CONSIGNE ÉCRITE 1 —
Répondez à ces questions d'après l'extrait sur la guerre du Kivu :
(a) Quelle résolution du Conseil de sécurité le rapport mentionne-t-il ?
(b) Quel mouvement a été créé après la mutinerie d'anciens membres du CNDP ?
(c) À quelle date les rebelles ont-ils étendu leur emprise sur le territoire de Rutshuru ?

*** EXTRAIT DU TEXTE ***

« GUERRE DU KIVU:LE RAPPORT FINAL DU GROUPE D’EXPERTS DE L’ONU »
Rapport final du Groupe d’experts sur la République démocratique du Congo conformément au paragraphe 4 de la résolution 2021 (2011) du Conseil de Sécurité (S/2012/843)
Résumé (voir l’intégral en pièces jointes).
L’est de la République démocratique du Congo demeure la proie de dizaines de groupes armés congolais et étrangers. L’instabilité s’est accentuée depuis la mutinerie d’anciens membres du Congrès national pour la défense du peuple (CNDP) et la création subséquente, cette année, du mouvement du 23 mars (M23). Les rebelles ont, en juillet 2012 et avec une aide considérable de l’étranger, étendu leur emprise sur le territoire de Rutshuru et ils ont récemment profité d’un cessez-le-feu informel pour consolider leurs alliances et pour faire mener par des supplétifs des opérations dans d’autres zones.

***

CONSIGNE ÉCRITE 2 —
Affichez chaque ligne des entrées ci-dessous qui contient la chaîne « below ».

*** ENTRÉES FOURNIES ***

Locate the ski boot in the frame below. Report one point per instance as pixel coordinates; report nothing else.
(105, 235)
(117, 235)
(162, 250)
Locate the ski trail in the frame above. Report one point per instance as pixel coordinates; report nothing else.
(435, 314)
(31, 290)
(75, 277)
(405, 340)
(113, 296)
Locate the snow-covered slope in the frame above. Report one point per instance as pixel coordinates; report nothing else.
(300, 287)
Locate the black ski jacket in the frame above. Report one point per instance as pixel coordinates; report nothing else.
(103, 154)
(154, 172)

***
*** ENTRÉES FOURNIES ***

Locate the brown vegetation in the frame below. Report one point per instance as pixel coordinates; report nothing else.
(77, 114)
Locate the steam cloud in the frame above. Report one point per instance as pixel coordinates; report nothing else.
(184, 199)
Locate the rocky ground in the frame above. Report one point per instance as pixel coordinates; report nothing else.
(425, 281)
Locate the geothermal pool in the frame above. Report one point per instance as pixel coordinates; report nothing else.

***
*** ENTRÉES FOURNIES ***

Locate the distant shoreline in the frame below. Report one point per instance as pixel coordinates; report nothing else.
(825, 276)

***

RÉPONSE ATTENDUE 1 —
(a) La résolution 2021 (2011), au paragraphe 4.
(b) Le mouvement du 23 mars (M23).
(c) En juillet 2012.

RÉPONSE ATTENDUE 2 —
Locate the ski boot in the frame below. Report one point per instance as pixel coordinates; report nothing else.
Locate the brown vegetation in the frame below. Report one point per instance as pixel coordinates; report nothing else.
Locate the distant shoreline in the frame below. Report one point per instance as pixel coordinates; report nothing else.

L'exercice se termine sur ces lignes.